What the task asks: Count the lines in the items below that contain the string "positive", and reply with the number alone.

Source material:
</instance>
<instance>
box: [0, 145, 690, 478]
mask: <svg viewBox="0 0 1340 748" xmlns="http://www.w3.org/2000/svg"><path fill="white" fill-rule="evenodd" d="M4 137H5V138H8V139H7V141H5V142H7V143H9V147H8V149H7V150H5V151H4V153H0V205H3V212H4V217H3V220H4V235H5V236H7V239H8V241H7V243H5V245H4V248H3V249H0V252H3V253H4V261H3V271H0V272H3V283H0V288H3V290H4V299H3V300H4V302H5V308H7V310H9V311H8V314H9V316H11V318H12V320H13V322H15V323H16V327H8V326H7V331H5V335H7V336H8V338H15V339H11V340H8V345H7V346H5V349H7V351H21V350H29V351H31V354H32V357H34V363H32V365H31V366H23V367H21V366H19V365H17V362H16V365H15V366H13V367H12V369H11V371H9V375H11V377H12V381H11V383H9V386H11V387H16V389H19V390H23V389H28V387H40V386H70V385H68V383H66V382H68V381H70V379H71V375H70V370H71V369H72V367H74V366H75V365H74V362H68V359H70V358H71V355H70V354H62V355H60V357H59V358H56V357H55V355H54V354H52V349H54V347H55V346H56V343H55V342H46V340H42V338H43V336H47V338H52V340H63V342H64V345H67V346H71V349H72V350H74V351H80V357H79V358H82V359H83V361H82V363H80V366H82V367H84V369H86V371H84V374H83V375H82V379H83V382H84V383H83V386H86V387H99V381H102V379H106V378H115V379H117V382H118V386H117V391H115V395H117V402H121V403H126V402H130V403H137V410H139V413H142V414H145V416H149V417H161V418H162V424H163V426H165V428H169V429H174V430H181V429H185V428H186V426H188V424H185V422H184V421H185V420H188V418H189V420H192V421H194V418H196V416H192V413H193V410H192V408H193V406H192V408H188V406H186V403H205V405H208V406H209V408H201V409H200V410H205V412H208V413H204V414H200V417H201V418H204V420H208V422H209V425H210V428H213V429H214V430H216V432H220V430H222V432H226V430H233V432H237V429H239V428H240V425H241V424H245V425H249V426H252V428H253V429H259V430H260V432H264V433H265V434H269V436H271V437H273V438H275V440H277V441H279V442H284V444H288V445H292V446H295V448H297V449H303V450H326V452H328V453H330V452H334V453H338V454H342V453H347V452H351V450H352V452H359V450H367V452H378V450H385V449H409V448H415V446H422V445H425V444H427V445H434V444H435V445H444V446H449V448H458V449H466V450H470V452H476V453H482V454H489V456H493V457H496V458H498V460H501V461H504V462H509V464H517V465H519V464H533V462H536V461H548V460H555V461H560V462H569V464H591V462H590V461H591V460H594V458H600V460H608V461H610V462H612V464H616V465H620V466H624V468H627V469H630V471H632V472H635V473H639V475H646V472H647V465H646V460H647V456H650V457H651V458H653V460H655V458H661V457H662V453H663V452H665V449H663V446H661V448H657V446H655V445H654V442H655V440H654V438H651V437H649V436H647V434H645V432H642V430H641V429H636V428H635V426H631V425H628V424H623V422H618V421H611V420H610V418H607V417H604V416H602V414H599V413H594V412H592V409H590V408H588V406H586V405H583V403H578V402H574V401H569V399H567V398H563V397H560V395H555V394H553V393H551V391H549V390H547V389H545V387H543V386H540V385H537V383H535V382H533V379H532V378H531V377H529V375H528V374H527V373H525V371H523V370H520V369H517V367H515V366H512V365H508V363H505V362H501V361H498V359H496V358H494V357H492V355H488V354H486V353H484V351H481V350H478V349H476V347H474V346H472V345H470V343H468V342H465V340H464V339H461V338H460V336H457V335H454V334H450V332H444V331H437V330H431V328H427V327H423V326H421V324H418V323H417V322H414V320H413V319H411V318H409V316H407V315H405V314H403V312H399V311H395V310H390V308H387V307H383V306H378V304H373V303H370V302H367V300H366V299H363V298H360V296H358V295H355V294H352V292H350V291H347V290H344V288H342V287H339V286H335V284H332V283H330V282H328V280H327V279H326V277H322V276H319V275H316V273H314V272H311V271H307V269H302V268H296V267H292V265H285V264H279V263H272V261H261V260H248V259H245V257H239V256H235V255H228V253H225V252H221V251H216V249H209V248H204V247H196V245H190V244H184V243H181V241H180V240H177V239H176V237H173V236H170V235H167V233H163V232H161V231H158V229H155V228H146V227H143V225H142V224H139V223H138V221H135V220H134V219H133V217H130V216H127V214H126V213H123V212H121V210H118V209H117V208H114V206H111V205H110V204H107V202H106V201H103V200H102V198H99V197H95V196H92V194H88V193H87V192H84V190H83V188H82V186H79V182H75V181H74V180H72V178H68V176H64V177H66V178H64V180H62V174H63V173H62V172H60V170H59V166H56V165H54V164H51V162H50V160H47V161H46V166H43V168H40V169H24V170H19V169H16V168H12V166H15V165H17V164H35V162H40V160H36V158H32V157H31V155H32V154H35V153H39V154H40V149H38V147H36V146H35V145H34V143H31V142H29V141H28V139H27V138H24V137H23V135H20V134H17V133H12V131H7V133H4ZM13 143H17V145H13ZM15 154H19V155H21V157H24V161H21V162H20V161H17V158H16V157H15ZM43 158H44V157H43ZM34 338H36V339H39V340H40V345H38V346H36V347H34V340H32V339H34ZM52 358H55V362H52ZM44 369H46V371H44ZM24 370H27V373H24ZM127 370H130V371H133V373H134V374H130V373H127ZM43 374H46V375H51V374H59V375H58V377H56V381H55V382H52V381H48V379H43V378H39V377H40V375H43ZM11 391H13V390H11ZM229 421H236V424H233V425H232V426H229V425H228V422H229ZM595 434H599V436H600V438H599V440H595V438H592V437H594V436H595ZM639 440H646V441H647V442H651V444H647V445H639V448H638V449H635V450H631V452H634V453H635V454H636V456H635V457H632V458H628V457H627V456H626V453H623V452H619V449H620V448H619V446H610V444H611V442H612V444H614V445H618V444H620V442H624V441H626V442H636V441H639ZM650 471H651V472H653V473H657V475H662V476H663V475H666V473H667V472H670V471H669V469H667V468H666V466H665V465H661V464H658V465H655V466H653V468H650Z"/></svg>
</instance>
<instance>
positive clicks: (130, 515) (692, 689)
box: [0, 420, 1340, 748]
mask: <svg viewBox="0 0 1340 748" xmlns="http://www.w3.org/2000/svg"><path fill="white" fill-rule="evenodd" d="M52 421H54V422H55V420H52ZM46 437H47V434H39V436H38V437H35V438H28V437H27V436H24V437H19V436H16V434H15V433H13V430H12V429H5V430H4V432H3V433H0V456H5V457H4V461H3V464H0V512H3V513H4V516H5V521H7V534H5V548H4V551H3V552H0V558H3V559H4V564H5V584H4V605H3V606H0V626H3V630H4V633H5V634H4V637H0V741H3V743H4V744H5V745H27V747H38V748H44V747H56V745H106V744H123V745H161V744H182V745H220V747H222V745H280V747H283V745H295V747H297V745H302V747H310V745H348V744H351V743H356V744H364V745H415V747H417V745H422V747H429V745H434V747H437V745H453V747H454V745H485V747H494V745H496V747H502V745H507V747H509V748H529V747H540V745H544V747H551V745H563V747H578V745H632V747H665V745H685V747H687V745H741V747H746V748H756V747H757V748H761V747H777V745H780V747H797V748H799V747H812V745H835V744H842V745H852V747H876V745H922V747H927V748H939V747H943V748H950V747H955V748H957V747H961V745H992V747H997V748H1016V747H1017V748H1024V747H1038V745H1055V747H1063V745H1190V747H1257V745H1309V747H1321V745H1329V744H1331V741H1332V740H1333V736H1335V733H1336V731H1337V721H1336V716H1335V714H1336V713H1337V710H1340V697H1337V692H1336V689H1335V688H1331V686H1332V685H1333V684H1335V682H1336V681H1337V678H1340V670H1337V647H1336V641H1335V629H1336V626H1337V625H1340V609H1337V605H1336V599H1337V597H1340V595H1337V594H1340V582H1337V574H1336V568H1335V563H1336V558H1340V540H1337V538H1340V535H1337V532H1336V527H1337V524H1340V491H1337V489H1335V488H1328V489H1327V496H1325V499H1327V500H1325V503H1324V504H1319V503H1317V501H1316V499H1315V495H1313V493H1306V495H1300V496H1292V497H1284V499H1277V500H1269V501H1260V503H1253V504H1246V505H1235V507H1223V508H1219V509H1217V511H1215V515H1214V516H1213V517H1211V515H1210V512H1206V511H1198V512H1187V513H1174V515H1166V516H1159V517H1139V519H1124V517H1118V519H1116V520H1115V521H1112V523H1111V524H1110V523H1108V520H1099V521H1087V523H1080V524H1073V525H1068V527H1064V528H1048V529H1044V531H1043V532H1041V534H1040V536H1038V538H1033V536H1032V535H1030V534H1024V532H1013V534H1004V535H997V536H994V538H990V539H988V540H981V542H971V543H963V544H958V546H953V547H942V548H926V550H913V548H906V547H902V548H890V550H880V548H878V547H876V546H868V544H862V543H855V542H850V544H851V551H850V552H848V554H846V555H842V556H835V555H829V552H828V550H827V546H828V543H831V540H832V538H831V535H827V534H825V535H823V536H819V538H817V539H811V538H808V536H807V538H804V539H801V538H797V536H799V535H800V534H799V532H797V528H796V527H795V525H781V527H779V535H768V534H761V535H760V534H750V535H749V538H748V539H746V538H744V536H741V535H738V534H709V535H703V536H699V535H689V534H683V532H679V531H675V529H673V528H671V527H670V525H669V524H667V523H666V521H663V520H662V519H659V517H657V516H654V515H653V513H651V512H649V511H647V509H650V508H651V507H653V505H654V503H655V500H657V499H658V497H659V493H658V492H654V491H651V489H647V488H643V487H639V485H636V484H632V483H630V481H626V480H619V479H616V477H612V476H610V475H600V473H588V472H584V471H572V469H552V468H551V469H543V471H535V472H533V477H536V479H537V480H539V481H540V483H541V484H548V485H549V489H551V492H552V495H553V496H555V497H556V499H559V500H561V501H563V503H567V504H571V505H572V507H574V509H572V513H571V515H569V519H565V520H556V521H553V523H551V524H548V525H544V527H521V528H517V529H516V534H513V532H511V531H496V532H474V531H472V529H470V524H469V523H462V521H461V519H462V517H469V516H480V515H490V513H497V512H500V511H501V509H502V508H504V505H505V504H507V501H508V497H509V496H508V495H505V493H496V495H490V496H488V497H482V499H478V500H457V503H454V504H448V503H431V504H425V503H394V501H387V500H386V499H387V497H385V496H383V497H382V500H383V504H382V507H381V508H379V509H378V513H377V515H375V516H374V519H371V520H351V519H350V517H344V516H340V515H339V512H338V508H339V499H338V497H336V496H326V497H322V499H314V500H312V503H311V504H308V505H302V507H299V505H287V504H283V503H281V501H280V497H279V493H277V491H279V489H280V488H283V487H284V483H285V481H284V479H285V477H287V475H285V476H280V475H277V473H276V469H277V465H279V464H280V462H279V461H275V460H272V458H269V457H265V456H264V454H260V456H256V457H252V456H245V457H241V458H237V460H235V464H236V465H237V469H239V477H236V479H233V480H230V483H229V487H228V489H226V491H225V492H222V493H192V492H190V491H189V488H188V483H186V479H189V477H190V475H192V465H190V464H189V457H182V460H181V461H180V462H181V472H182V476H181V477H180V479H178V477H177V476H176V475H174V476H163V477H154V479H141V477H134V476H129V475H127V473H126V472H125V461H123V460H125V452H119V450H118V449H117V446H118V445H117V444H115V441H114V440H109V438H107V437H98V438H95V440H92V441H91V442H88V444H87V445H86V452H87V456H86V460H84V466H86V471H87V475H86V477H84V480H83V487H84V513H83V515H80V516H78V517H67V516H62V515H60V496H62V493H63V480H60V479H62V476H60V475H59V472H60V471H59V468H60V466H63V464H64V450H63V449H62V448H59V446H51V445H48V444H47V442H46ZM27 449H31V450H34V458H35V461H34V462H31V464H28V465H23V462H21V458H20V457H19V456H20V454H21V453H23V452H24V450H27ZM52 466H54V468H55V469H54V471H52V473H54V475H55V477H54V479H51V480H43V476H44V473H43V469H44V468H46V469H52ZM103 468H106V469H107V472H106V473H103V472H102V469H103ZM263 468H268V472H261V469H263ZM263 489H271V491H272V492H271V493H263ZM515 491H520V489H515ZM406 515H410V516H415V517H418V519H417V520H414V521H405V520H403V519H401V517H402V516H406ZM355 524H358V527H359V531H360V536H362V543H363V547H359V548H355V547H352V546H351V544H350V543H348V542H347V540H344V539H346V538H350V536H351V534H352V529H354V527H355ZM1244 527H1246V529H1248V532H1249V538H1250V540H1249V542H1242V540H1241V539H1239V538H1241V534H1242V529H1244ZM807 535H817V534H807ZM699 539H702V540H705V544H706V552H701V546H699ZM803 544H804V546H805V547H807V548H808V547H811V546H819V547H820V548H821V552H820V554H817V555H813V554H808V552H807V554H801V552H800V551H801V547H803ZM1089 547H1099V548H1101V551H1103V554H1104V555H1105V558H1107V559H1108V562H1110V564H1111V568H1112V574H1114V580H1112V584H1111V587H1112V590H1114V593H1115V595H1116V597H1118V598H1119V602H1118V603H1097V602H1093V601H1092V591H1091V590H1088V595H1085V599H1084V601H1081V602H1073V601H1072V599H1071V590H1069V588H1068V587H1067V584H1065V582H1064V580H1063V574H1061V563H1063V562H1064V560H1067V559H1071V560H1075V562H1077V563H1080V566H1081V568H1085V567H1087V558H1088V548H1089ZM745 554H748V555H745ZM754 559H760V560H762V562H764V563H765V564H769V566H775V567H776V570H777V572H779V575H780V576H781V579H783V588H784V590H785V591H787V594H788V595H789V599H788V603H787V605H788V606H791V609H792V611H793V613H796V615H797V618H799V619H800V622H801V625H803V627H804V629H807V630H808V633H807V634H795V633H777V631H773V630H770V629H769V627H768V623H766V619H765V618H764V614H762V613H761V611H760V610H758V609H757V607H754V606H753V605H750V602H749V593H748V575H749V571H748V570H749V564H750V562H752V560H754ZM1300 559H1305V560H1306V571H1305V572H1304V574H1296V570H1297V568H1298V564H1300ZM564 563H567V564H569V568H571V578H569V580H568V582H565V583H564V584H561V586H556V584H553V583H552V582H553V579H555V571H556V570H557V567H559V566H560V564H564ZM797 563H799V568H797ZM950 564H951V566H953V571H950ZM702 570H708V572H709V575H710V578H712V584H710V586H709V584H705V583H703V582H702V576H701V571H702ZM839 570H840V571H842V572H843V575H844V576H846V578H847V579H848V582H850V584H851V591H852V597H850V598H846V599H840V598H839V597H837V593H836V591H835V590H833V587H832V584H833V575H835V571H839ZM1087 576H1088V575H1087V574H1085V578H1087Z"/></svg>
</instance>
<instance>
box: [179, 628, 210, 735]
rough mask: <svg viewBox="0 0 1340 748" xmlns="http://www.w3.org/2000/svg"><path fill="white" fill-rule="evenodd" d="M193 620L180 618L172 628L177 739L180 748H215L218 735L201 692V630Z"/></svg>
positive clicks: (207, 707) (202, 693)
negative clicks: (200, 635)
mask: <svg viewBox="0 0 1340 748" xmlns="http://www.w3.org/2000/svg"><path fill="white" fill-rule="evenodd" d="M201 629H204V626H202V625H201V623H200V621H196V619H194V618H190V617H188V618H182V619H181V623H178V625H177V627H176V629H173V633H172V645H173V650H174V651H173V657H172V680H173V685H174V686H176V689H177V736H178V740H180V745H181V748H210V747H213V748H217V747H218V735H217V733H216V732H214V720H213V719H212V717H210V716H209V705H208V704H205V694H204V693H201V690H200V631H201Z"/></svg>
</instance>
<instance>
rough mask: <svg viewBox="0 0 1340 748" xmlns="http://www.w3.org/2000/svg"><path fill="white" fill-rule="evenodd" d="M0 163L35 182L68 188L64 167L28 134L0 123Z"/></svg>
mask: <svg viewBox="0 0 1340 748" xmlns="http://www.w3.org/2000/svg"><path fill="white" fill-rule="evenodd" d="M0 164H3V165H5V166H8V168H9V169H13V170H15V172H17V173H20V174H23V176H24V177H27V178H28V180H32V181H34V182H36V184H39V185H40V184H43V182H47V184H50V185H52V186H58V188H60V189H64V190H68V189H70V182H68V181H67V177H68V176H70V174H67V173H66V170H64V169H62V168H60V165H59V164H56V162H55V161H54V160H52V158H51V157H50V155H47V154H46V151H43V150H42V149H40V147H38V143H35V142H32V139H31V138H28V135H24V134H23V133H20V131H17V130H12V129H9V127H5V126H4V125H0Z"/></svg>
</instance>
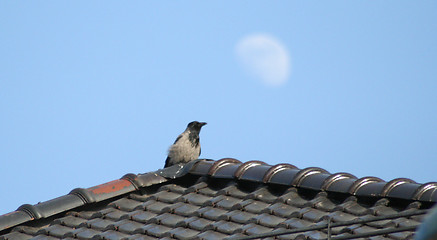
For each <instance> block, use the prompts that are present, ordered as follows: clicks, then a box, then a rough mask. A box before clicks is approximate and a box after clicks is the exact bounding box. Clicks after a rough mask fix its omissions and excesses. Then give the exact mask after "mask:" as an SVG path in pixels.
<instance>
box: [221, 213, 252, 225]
mask: <svg viewBox="0 0 437 240" xmlns="http://www.w3.org/2000/svg"><path fill="white" fill-rule="evenodd" d="M226 216H227V217H226V218H227V219H230V220H231V221H234V222H236V223H249V220H252V221H251V222H256V220H255V217H256V216H257V214H253V213H249V212H242V211H238V210H235V211H232V212H229V213H227V214H226Z"/></svg>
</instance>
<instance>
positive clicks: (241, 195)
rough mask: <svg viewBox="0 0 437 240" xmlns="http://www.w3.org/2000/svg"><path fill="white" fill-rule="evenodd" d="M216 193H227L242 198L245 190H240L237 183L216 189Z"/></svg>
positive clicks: (232, 195)
mask: <svg viewBox="0 0 437 240" xmlns="http://www.w3.org/2000/svg"><path fill="white" fill-rule="evenodd" d="M217 195H227V196H232V197H235V198H240V199H243V198H245V197H246V195H247V192H245V191H242V190H241V189H240V188H238V186H237V184H230V185H229V186H227V187H225V188H223V189H220V190H219V191H217Z"/></svg>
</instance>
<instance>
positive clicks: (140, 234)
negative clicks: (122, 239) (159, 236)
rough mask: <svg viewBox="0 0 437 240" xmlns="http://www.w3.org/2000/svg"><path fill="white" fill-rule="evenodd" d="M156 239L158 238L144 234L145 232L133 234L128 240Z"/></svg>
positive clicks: (129, 236)
mask: <svg viewBox="0 0 437 240" xmlns="http://www.w3.org/2000/svg"><path fill="white" fill-rule="evenodd" d="M155 239H158V238H156V237H152V236H147V235H143V234H134V235H131V236H129V237H128V238H127V240H155Z"/></svg>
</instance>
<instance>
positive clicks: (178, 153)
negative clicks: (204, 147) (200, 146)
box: [164, 121, 206, 168]
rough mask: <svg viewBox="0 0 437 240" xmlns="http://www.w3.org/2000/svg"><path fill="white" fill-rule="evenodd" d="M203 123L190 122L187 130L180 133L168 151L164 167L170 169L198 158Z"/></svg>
mask: <svg viewBox="0 0 437 240" xmlns="http://www.w3.org/2000/svg"><path fill="white" fill-rule="evenodd" d="M205 125H206V123H205V122H198V121H194V122H190V123H189V124H188V125H187V129H185V131H184V132H183V133H181V134H180V135H179V136H178V138H176V141H175V142H174V143H173V145H171V146H170V148H169V150H168V157H167V160H165V166H164V168H166V167H170V166H172V165H175V164H178V163H187V162H189V161H193V160H196V159H198V158H199V155H200V138H199V133H200V129H201V128H202V127H203V126H205Z"/></svg>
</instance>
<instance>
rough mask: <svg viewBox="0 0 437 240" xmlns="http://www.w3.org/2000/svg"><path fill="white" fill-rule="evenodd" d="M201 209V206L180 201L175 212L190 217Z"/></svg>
mask: <svg viewBox="0 0 437 240" xmlns="http://www.w3.org/2000/svg"><path fill="white" fill-rule="evenodd" d="M199 209H200V206H195V205H191V204H187V203H180V204H179V205H178V206H176V207H175V208H174V213H176V214H178V215H181V216H185V217H190V216H196V215H197V211H198V210H199Z"/></svg>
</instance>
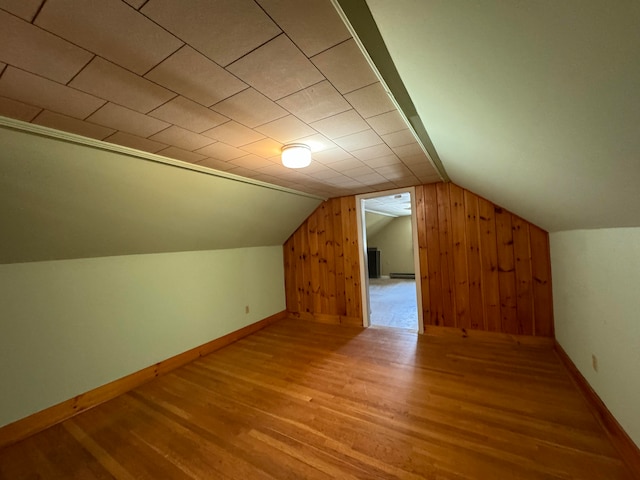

Task result: 7